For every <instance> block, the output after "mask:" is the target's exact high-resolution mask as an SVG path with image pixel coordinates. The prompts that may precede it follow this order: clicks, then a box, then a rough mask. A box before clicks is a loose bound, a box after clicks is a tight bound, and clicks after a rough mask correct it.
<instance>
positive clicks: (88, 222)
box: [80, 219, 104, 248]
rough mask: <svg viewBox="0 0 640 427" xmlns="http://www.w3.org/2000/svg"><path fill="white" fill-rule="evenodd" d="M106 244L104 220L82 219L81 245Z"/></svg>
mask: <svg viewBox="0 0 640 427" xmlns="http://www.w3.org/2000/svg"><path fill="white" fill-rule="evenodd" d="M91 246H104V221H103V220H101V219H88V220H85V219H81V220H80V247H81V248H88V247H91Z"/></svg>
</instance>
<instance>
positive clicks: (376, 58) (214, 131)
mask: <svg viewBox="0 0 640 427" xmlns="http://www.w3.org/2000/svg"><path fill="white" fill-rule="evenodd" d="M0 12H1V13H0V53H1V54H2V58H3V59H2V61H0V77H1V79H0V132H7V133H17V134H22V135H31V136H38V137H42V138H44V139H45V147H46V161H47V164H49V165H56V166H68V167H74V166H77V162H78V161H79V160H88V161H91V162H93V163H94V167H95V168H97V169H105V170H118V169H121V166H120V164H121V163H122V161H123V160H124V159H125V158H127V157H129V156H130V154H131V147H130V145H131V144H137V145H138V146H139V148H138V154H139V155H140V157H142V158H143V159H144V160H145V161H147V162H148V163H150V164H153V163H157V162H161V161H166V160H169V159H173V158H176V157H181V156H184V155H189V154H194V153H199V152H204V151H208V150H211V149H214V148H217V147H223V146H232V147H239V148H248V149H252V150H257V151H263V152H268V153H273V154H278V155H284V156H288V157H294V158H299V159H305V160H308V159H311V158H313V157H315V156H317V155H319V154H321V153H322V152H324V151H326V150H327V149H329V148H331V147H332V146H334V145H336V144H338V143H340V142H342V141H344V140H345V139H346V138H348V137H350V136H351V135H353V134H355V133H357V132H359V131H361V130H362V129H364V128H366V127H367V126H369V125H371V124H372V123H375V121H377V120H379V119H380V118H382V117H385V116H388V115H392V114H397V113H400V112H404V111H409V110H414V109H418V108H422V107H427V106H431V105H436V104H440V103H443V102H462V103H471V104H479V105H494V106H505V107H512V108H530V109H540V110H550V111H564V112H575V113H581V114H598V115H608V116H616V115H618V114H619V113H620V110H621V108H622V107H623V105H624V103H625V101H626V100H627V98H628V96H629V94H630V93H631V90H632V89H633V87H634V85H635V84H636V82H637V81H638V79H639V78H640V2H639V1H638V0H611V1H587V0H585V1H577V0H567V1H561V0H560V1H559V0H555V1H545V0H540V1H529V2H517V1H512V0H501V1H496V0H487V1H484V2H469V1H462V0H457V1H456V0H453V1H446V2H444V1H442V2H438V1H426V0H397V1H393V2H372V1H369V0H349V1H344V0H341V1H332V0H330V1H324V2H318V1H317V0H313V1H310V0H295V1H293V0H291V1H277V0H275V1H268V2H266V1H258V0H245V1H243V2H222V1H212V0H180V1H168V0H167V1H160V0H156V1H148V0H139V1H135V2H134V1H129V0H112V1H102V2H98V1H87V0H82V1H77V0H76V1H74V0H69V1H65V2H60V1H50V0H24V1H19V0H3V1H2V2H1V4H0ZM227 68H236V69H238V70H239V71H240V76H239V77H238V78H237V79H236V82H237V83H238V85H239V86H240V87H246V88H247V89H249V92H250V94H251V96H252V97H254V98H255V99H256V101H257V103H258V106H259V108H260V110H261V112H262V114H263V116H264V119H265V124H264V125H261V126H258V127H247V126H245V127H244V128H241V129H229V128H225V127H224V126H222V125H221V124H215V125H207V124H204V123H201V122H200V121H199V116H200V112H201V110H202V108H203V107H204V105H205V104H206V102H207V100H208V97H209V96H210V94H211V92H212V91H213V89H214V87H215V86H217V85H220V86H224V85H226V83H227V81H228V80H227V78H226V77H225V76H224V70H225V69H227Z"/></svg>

**Task description**
Render every record verbatim. Nothing should be left out.

**Reply**
For every <instance> block, the output after "mask:" is the target's exact high-resolution mask as an SVG path with image pixel coordinates. The prompts that may precede it follow this order: clicks, then a box, then a rough mask. A box before clicks is a loose bound, a box after clicks is a tight bound, and clicks after a rough mask correct it.
<instance>
positive clicks: (88, 222)
box: [80, 219, 104, 248]
rough mask: <svg viewBox="0 0 640 427" xmlns="http://www.w3.org/2000/svg"><path fill="white" fill-rule="evenodd" d="M106 244L104 220L82 219L81 245Z"/></svg>
mask: <svg viewBox="0 0 640 427" xmlns="http://www.w3.org/2000/svg"><path fill="white" fill-rule="evenodd" d="M91 246H104V221H103V220H101V219H88V220H85V219H81V220H80V247H81V248H88V247H91Z"/></svg>
</instance>
<instance>
positive clicks: (376, 58) (214, 131)
mask: <svg viewBox="0 0 640 427" xmlns="http://www.w3.org/2000/svg"><path fill="white" fill-rule="evenodd" d="M0 12H1V13H0V53H1V54H2V58H3V59H2V61H0V77H1V79H0V132H7V133H17V134H22V135H31V136H38V137H42V138H44V139H45V147H46V161H47V164H49V165H56V166H68V167H74V166H77V162H78V161H79V160H88V161H91V162H93V163H94V167H95V168H97V169H105V170H118V169H121V166H120V164H121V163H122V161H123V160H124V159H125V158H127V157H129V156H130V154H131V147H130V145H131V144H137V145H138V146H139V148H138V154H139V155H140V157H142V158H143V159H144V160H145V161H147V162H148V163H150V164H153V163H157V162H161V161H166V160H169V159H173V158H176V157H181V156H184V155H189V154H194V153H199V152H204V151H208V150H211V149H214V148H217V147H223V146H232V147H239V148H248V149H252V150H257V151H263V152H268V153H273V154H278V155H284V156H288V157H294V158H299V159H305V160H308V159H311V158H313V157H315V156H317V155H319V154H321V153H322V152H324V151H326V150H327V149H329V148H331V147H332V146H334V145H336V144H338V143H340V142H342V141H344V140H345V139H346V138H348V137H350V136H351V135H353V134H355V133H357V132H359V131H361V130H362V129H364V128H366V127H367V126H369V125H371V124H372V123H375V121H377V120H379V119H380V118H382V117H385V116H388V115H392V114H397V113H400V112H404V111H409V110H414V109H418V108H422V107H427V106H431V105H436V104H440V103H443V102H462V103H471V104H479V105H494V106H505V107H512V108H530V109H540V110H550V111H564V112H575V113H581V114H598V115H608V116H616V115H618V114H619V113H620V110H621V108H622V107H623V105H624V103H625V101H626V100H627V98H628V96H629V94H630V93H631V90H632V89H633V87H634V85H635V84H636V82H637V81H638V79H639V78H640V2H639V1H638V0H611V1H587V0H585V1H577V0H567V1H561V0H560V1H559V0H555V1H545V0H540V1H529V2H517V1H512V0H501V1H496V0H487V1H484V2H469V1H462V0H457V1H456V0H453V1H446V2H444V1H442V2H438V1H426V0H397V1H393V2H372V1H369V0H349V1H344V0H341V1H332V0H330V1H324V2H318V1H317V0H313V1H310V0H295V1H293V0H291V1H277V0H275V1H268V2H266V1H258V0H245V1H243V2H222V1H212V0H180V1H168V0H167V1H160V0H156V1H148V0H139V1H135V2H134V1H129V0H112V1H102V2H98V1H87V0H82V1H77V0H76V1H74V0H69V1H65V2H60V1H50V0H24V1H19V0H3V1H2V2H1V4H0ZM227 68H236V69H238V70H239V71H240V76H239V77H238V78H237V79H236V82H237V83H238V85H239V86H240V87H246V88H247V89H249V92H250V94H251V96H252V97H254V98H255V99H256V101H257V103H258V106H259V108H260V110H261V112H262V114H263V116H264V119H265V124H264V125H261V126H258V127H247V126H245V127H244V128H241V129H229V128H225V127H224V126H222V125H221V124H215V125H207V124H204V123H201V122H200V121H199V116H200V112H201V110H202V108H203V107H204V105H205V104H206V102H207V100H208V97H209V96H210V94H211V92H212V91H213V89H214V87H215V86H217V85H220V86H224V85H226V83H227V81H228V80H227V78H226V77H225V76H224V70H225V69H227Z"/></svg>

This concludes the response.